• [Your instructions]: Write out the listing below character for character, though without its pictures.

• [Available records]:
--- --- ---

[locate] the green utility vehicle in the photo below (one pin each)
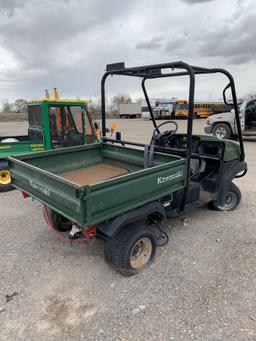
(52, 123)
(120, 191)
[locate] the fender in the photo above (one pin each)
(4, 164)
(227, 173)
(111, 228)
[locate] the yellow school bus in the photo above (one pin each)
(201, 109)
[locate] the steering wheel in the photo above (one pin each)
(162, 139)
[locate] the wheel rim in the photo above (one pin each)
(221, 132)
(141, 253)
(231, 201)
(5, 177)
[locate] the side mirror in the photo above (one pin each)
(96, 126)
(118, 136)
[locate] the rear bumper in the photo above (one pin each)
(208, 129)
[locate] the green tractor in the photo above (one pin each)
(52, 123)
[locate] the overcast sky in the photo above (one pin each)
(67, 43)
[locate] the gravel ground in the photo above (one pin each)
(200, 287)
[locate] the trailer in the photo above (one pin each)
(129, 110)
(120, 191)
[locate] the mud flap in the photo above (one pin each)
(227, 173)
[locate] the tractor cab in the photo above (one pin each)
(59, 122)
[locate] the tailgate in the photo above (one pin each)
(50, 189)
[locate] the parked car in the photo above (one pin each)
(224, 125)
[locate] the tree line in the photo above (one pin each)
(20, 105)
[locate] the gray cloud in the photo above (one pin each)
(67, 43)
(191, 2)
(151, 44)
(234, 40)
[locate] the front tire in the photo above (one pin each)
(131, 250)
(232, 200)
(222, 131)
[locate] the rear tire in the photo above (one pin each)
(233, 198)
(222, 131)
(131, 250)
(57, 221)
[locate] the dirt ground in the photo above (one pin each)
(202, 285)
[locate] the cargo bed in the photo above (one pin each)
(90, 184)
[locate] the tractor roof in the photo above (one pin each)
(59, 101)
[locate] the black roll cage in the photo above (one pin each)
(155, 71)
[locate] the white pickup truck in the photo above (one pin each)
(224, 127)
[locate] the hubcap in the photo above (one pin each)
(5, 177)
(231, 201)
(141, 253)
(221, 132)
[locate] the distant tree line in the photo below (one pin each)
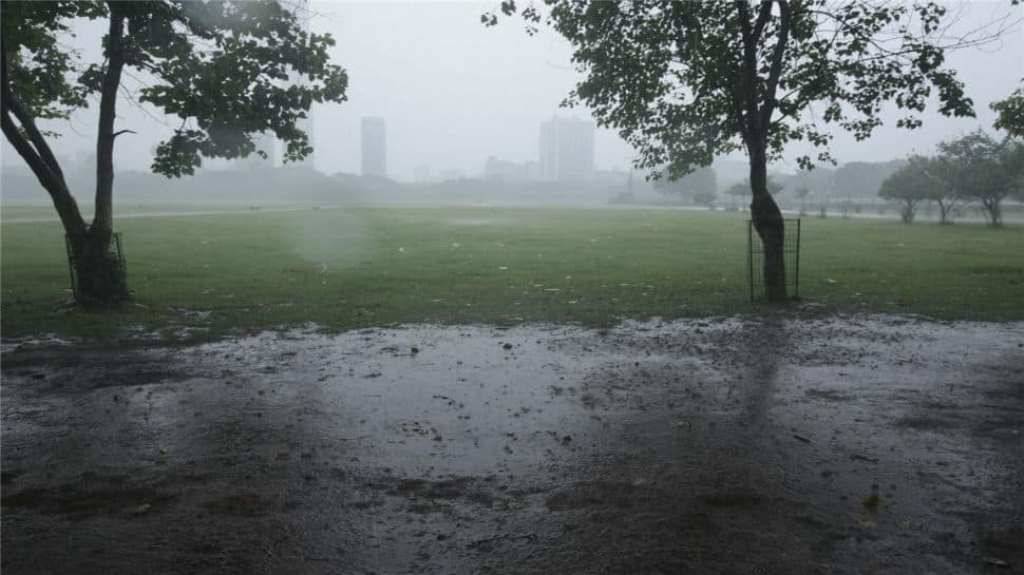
(975, 169)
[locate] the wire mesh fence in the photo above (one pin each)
(116, 252)
(791, 258)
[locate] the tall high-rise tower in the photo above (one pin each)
(566, 149)
(374, 146)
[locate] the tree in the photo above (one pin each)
(802, 193)
(684, 82)
(984, 170)
(742, 189)
(907, 186)
(705, 197)
(228, 71)
(1011, 114)
(944, 184)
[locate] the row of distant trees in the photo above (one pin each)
(975, 169)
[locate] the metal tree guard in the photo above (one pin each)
(791, 259)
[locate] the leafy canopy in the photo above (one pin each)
(1011, 114)
(683, 82)
(228, 70)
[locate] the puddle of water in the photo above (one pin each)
(842, 445)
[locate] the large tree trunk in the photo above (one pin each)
(768, 222)
(100, 279)
(99, 273)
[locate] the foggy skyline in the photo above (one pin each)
(454, 92)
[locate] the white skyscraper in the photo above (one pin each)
(566, 149)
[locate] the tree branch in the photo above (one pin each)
(776, 62)
(48, 173)
(764, 14)
(103, 219)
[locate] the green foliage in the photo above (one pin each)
(984, 170)
(684, 82)
(40, 68)
(228, 71)
(908, 186)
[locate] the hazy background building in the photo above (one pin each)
(566, 149)
(374, 146)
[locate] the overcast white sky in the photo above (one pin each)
(454, 92)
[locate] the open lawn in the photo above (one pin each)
(352, 267)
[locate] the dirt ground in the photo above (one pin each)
(846, 445)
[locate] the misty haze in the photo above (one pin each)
(530, 286)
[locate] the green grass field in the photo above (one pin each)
(354, 267)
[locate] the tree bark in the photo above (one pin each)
(99, 273)
(100, 277)
(102, 222)
(768, 222)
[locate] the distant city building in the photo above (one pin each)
(267, 142)
(452, 175)
(566, 149)
(421, 174)
(374, 146)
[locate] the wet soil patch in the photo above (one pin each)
(841, 446)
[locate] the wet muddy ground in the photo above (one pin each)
(855, 445)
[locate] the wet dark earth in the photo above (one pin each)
(854, 445)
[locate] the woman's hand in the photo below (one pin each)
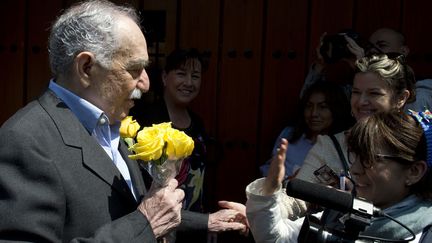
(276, 172)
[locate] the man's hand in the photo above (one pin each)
(276, 172)
(233, 217)
(162, 208)
(240, 216)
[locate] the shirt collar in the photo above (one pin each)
(88, 114)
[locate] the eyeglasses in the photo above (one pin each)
(353, 157)
(397, 56)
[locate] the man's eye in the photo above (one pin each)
(135, 72)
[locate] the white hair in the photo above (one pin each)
(88, 26)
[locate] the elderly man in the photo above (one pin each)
(64, 174)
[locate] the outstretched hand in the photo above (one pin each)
(162, 207)
(276, 172)
(231, 217)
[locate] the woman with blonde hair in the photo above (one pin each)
(391, 167)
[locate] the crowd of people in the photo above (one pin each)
(362, 130)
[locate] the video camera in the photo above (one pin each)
(354, 213)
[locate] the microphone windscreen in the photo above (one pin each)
(326, 196)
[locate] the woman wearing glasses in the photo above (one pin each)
(383, 83)
(390, 167)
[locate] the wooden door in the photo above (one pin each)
(12, 56)
(40, 18)
(238, 96)
(283, 66)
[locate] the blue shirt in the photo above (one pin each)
(97, 123)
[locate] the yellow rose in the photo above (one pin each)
(150, 144)
(129, 127)
(179, 145)
(163, 126)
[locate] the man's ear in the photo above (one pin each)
(84, 63)
(416, 172)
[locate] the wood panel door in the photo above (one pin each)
(371, 15)
(284, 67)
(40, 17)
(238, 96)
(416, 27)
(330, 16)
(12, 56)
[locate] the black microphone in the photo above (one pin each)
(330, 197)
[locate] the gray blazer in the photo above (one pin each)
(57, 184)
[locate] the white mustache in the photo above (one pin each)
(135, 94)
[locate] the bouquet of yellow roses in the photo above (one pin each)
(160, 147)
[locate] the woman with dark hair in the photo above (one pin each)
(181, 81)
(391, 167)
(324, 109)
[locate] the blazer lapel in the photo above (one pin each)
(74, 134)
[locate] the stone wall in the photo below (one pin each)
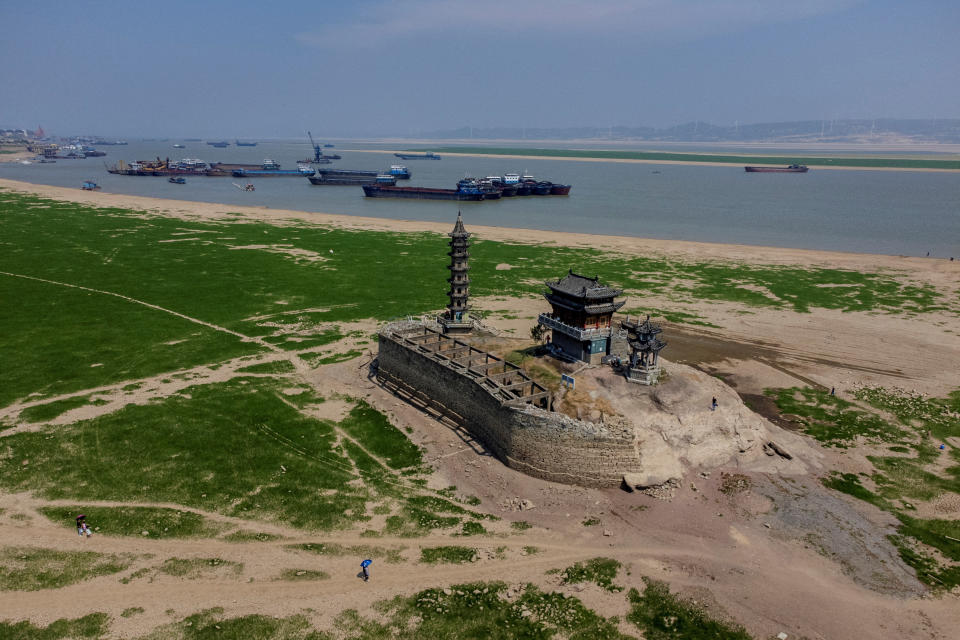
(539, 443)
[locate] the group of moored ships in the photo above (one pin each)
(473, 189)
(376, 184)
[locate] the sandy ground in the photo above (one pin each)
(783, 555)
(799, 157)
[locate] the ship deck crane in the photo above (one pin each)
(317, 151)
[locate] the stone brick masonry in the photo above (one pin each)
(540, 443)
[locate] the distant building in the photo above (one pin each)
(581, 319)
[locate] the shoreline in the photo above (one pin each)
(675, 249)
(695, 163)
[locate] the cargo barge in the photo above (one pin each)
(429, 155)
(794, 168)
(270, 169)
(336, 177)
(467, 190)
(195, 167)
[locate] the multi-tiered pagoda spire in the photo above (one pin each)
(456, 320)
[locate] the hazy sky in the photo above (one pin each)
(374, 67)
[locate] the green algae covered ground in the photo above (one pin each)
(99, 302)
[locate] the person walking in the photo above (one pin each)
(82, 527)
(365, 569)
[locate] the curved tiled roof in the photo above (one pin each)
(578, 286)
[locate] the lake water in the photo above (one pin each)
(888, 212)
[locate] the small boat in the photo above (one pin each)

--- --- ---

• [Result below]:
[locate] the green utility vehicle in the photo below (one pin each)
(52, 123)
(120, 191)
[locate] the fender in the photo above (one pin each)
(4, 164)
(227, 173)
(111, 228)
[locate] the yellow school bus in the photo above (one pin each)
(201, 109)
[locate] the steering wheel in the photo above (one pin each)
(162, 139)
[locate] the wheel rim in the photo above (one pin each)
(221, 132)
(141, 253)
(231, 201)
(5, 177)
[locate] the side mirror in the photo above (one pin each)
(96, 126)
(118, 136)
[locate] the rear bumper in the photo above (one pin each)
(208, 129)
[locate] the green tractor in the photo above (one pin each)
(52, 123)
[locate] the overcast sky in the photo above (one pin each)
(67, 43)
[locate] the gravel ground in the photo above (one pin each)
(200, 287)
[locate] the trailer in the photo above (one pin each)
(129, 110)
(120, 191)
[locate] the mud flap in the photo above (one pin each)
(227, 173)
[locate] the tractor cab in the photo above (one pin each)
(59, 122)
[locate] the tailgate in the photo above (one pin each)
(50, 189)
[locate] the parked car in the photo above (one pin each)
(224, 125)
[locate] the tree line in the photo above (one pin each)
(20, 105)
[locate] the gray cloud in the photo above (one pin each)
(67, 43)
(191, 2)
(151, 44)
(234, 40)
[locate] the front tire in the photo above (one pin each)
(131, 250)
(232, 200)
(222, 131)
[locate] the rear tire in the photo above (one pin each)
(233, 198)
(222, 131)
(131, 250)
(57, 221)
[locate] the dirt ground in the photo above (one pin each)
(202, 285)
[locate] the cargo bed in the photo above (one pin each)
(90, 184)
[locate] the tractor roof in the photo above (one pin each)
(59, 101)
[locate] the black roll cage in the photo above (one pin each)
(155, 71)
[locate] the white pickup truck in the photo above (one pin each)
(224, 127)
[locate] the hubcap in the photo above (one pin each)
(5, 177)
(231, 201)
(141, 253)
(221, 132)
[locate] the distant tree line in the photo below (one pin each)
(975, 169)
[locate] the wire mesh fence in the photo above (one pin each)
(116, 252)
(791, 258)
[locate] the tall high-rise tower in the photo above (one pin each)
(566, 149)
(374, 146)
[locate] the tree in the photo above (one pin each)
(802, 193)
(684, 82)
(984, 170)
(742, 189)
(907, 186)
(705, 197)
(228, 71)
(1011, 114)
(944, 184)
[locate] the row of distant trees in the photo above (one pin each)
(975, 169)
[locate] the metal tree guard in the photo above (one pin each)
(791, 259)
[locate] the leafy canopy in the photo above (one pin each)
(1011, 114)
(683, 82)
(228, 70)
[locate] the puddle of water in the photo above (one pin each)
(842, 445)
[locate] the large tree trunk in the photo above (one pin each)
(768, 222)
(100, 279)
(99, 273)
[locate] the foggy skyline in the photo above (one pin each)
(454, 92)
[locate] the white skyscraper in the photo above (one pin each)
(566, 149)
[locate] the tree branch in the photo above (one pin each)
(776, 62)
(48, 173)
(764, 14)
(103, 219)
[locate] the green foliage in the photo above (one pin each)
(984, 170)
(684, 82)
(40, 68)
(228, 71)
(908, 186)
[locate] the hazy background building in the photo above (one pin each)
(566, 149)
(374, 146)
[locate] the overcast white sky in the photo above (one pin each)
(454, 92)
[locate] the open lawn in the photo above (one pin each)
(352, 267)
[locate] the dirt ground in the photo above (one pin each)
(846, 445)
[locate] the misty haze in the photo above (one pin each)
(530, 286)
[locate] the green grass field in the photo above (one pin each)
(354, 267)
[locate] the tree bark in the photo above (one pin each)
(99, 273)
(100, 277)
(102, 222)
(768, 222)
[locate] the distant city building in the photo above (one pin each)
(267, 142)
(452, 175)
(566, 149)
(421, 174)
(374, 146)
[locate] the wet soil patch in the photo above (one pin each)
(841, 446)
[locate] the wet muddy ground in the photo above (one pin each)
(855, 445)
[locate] the wet dark earth in the photo above (one pin each)
(854, 445)
[locate] the woman's hand in the photo below (one pin each)
(276, 172)
[locate] the man's hand in the photo above (one pin each)
(276, 172)
(233, 217)
(162, 208)
(240, 216)
[locate] the shirt collar in the photo above (one pin each)
(88, 114)
[locate] the eyeglasses in the photo above (one pin each)
(353, 157)
(397, 56)
[locate] the man's eye in the photo above (one pin each)
(135, 72)
[locate] the white hair in the photo above (one pin each)
(88, 26)
[locate] the elderly man in the photo above (one pin each)
(64, 174)
[locate] the outstretched hand in the photo above (one pin each)
(162, 207)
(276, 172)
(231, 217)
[locate] the woman with blonde hair in the photo above (one pin each)
(391, 167)
[locate] the crowd of people in the photo above (one pin each)
(362, 130)
[locate] the video camera in the photo above (one pin each)
(354, 213)
[locate] the microphone windscreen in the photo above (one pin each)
(326, 196)
[locate] the woman wearing glasses in the photo above (one pin each)
(383, 83)
(390, 167)
[locate] the wooden door in the photo above (one pin each)
(12, 56)
(40, 18)
(238, 96)
(283, 66)
[locate] the blue shirt in the photo above (one pin each)
(97, 123)
[locate] the yellow rose in the photo above (one pin each)
(150, 144)
(129, 127)
(179, 145)
(163, 126)
[locate] the man's ear in the photo above (one pin each)
(84, 63)
(416, 172)
[locate] the wood panel door in the photo above (one pin each)
(371, 15)
(284, 67)
(40, 17)
(238, 96)
(416, 27)
(330, 16)
(12, 56)
[locate] the black microphone in the photo above (one pin each)
(330, 197)
[locate] the gray blazer in the photo above (one pin each)
(57, 184)
[locate] the white mustache in the photo above (one pin each)
(135, 94)
[locate] the bouquet of yellow roses in the photo above (one pin each)
(160, 147)
[locate] the woman with dark hair in the photo above (one pin each)
(181, 81)
(391, 167)
(324, 109)
[locate] the blazer lapel in the photo above (one pin each)
(74, 134)
[locate] the stone wall in the photo below (one pin each)
(539, 443)
[locate] the group of moored ships in the photo above (one pin each)
(473, 189)
(376, 184)
[locate] the sandy ground in the photo above (one pin each)
(783, 555)
(799, 157)
[locate] the ship deck crane in the photo above (one pin each)
(317, 151)
[locate] the stone brick masonry in the photo above (one pin each)
(540, 443)
[locate] the distant building in the photo above (one pin each)
(581, 319)
[locate] the shoreline in the photo above (one pin each)
(675, 249)
(695, 163)
[locate] the cargo barge in the photo above (one pin each)
(429, 155)
(794, 168)
(270, 169)
(336, 177)
(467, 190)
(195, 167)
[locate] the multi-tiered pagoda spire in the photo above (one pin each)
(456, 320)
[locate] the hazy sky in the photo above (one pin each)
(374, 67)
[locate] the green algae covered ground in the photo above (one pin each)
(99, 302)
[locate] the person walking in the photo above (one pin each)
(82, 527)
(365, 569)
[locate] the curved tiled roof in the photo above (one pin each)
(578, 286)
[locate] the lake water in the photo above (one pin each)
(888, 212)
[locate] the small boat in the photo above (one pin each)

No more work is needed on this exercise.